#### 所示记录 ####
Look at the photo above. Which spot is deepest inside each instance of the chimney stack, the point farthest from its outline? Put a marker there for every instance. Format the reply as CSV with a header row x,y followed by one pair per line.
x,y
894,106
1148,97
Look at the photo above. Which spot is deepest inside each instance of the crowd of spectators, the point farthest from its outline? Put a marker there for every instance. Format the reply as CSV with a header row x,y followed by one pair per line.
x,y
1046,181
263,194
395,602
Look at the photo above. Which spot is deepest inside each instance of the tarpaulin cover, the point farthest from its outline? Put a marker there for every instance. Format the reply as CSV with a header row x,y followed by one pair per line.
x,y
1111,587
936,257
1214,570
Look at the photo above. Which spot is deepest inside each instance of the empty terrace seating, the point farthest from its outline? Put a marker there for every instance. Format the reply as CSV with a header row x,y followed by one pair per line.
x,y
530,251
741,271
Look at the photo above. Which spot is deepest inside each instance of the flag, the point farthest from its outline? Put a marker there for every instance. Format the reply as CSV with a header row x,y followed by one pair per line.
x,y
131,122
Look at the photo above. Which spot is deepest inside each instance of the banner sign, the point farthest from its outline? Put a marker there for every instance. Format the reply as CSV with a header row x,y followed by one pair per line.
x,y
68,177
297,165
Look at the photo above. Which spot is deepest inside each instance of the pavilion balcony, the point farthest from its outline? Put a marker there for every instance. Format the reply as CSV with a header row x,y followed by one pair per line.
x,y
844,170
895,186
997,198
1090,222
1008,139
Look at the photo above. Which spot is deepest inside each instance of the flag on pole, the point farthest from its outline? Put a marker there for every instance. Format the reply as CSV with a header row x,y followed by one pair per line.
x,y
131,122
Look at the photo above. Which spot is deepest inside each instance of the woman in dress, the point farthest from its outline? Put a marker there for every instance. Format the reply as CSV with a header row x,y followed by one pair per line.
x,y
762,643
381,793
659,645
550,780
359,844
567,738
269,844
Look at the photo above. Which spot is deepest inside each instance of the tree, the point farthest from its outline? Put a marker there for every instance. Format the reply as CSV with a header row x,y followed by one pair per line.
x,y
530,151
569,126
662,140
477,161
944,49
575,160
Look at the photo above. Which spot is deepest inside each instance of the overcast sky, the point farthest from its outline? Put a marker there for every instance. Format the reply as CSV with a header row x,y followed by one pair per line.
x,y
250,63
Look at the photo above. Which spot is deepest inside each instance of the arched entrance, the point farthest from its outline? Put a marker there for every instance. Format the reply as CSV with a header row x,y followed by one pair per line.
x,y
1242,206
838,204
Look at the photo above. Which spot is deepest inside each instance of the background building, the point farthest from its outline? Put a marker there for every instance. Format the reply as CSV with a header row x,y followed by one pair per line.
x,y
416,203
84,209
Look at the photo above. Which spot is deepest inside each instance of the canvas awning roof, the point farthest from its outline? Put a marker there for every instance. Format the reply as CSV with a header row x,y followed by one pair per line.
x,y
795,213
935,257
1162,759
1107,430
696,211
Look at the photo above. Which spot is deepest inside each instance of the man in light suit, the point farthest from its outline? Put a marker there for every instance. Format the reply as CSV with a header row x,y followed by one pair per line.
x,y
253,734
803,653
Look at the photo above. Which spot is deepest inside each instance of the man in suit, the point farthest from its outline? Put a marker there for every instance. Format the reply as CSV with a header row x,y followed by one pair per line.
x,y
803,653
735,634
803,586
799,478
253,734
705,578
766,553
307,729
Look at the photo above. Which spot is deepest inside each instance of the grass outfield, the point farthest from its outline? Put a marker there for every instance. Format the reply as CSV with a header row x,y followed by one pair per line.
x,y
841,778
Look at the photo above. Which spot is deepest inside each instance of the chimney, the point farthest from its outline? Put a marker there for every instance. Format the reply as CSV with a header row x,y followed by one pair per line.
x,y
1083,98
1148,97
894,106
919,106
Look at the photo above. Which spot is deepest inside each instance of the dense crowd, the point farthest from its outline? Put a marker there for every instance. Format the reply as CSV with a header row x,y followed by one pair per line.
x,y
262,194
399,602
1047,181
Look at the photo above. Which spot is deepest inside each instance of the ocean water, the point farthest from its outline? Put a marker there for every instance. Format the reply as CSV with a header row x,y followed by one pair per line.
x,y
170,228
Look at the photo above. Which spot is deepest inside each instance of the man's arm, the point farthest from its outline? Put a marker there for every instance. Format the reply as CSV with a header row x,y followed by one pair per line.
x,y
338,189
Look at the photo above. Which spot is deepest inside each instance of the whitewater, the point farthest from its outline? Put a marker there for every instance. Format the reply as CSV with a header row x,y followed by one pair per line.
####
> _练习_
把上面的全部记录重写一遍，将每处“marker”换成“pin”，其他内容一律不变。

> _输出结果_
Look at the photo above. Which spot is deepest inside each instance of the chimney stack, the point farthest from its outline? Put a pin there for every instance. Format the reply as CSV with a header row x,y followed by one pair per line.
x,y
894,106
1148,97
Look at the photo above. Which spot is deepest inside each instance of the crowd of spectators, the point farthest from its outline? Put a pin there for every instance. Format the reply as CSV with a header row x,y followed by one pair per line.
x,y
1046,181
263,194
395,602
Look at the photo above. Which spot is deepest inside each instance of the tarpaulin cover, the point farthest from its outline? Put a pin there for every instance. Format the reply as CSV with a header row x,y followed by one pair per line.
x,y
1111,587
936,257
1214,570
Look at the photo above. Which spot is deepest inside each instance of the empty terrace seating, the point farthest from its outline? Put a pin there for every instance. Format the reply as CSV with a header row x,y followed by one pair per line.
x,y
530,251
741,271
Look at the photo above. Which spot is deepest inside each instance of the flag, the point farthest from its outline? Put a pin there for every instance. Format the reply as CSV with a header row x,y followed by one pair per line.
x,y
131,122
Look at the photo above. Which spot is deepest inside each instance of the banner sign, the point farthest from its outline? Put a pin there for every instance. Format the reply as CSV with a header row x,y followed by one pair per line.
x,y
68,177
297,165
Look at the photo above. Which spot is deepest inside each instance of the pavilion balcony, the point farthest from its outline? Put a pin there for every instance. Format the reply as CSV with a header row x,y followed by one pair per line.
x,y
844,170
895,186
997,198
1090,222
1008,139
Look at the photo above. Which spot is deepest inside each instance of the flag on pole, the point farthest from its outline? Put a pin there for every instance. Format the reply as CSV with a header row x,y followed by one pair per line.
x,y
131,122
Look at the photo above. Which spot is deepest inside each instance of the woman in dress, the point farthest from its outline? Put a pin there for every instance. Format the reply as CSV with a header row x,y followed by one pair per line.
x,y
762,643
381,793
659,645
550,780
359,844
567,738
269,844
Look at the photo above. Which spot is deepest inside each instance of the tree, the point farthest from its outline? Put a pin there for every instance. Format the reply as CSV with a header row x,y followed by one pair per line.
x,y
530,151
569,126
662,140
477,161
944,49
575,160
Look at the photo above. Which spot is deepest inside each instance of the overcast sky, the point farthest from its outline? Put a pin there for every instance. Format the reply as CSV with a header row x,y followed by one pair per line.
x,y
250,63
Look at the photo above. Which spot is deepest inside each instance of the arched entrance, the point farthest from its outline? Put a pin there for every instance. Format the reply as CSV with a header row x,y followed by one pair per line.
x,y
1242,206
838,204
Look at the photo above. Which spot is deepest inside each instance of the background building, the point farthest from its outline? Put a pin there for every instance. Format the reply as CSV with a header row x,y followed by one pair per line.
x,y
416,203
84,209
Look at the photo above. Which spot is deepest inside each instance of the canvas awning roof, the point farthest from its outline? Put a pin there for every instance. Format the reply as CSV with a header row x,y followed by one pair per line.
x,y
795,213
935,257
1162,759
1107,430
696,211
Look at the photo above. Which spot is deepest inside each instance of the man in light suit, the point farthest from its outline? Put a pin there for every instance. Format the reply as CSV with a header row x,y followed by one pair per line.
x,y
253,734
803,653
Look at the photo above. Which spot is deepest inside each instance of the man in suit, the point farthest from its outline? Put a pin there for every instance. Format the reply as CSV with a header row x,y followed by one pair per line.
x,y
803,653
735,634
803,586
799,478
253,734
705,578
766,553
307,729
Look at the photo above. Which spot is deepest inside each instance of the grass outfield, the point farthest from its outline? Put a pin there for every instance. Format the reply as CSV with a header row x,y followed by one pair per line.
x,y
841,778
Look at the photo above. Which spot is deepest inside each instance of the chimney, the point farthest from its outline? Put a pin there for every instance. Format the reply as CSV with a header row x,y followed by one pair per line.
x,y
1083,98
1148,97
894,106
919,106
Look at the photo above. Which spot is deepest inside each instance of the dense crowd, the point farthest from its outline? Put a pin there for every instance. Format the reply as CSV with a header row x,y followed by one pair per line.
x,y
262,194
399,602
1047,181
Look at the photo above. Which spot is deepest inside each instance of the ocean water, the point farthest from its outline? Put a pin there for every instance. Format the reply as CSV with a header row x,y followed by one pair per line.
x,y
170,228
Look at the photo above. Which spot is deepest inside each instance of the man's arm, the point farthest from its outline? Put a pin there for every instance. Format the reply as CSV with a header row x,y followed by one pair per line.
x,y
338,189
Look at the photo above. Which spot is deepest inside each instance of the whitewater, the point farthest from its outline? Put a pin there for every instance. Format the reply as CSV with a header row x,y followed by one pair per line.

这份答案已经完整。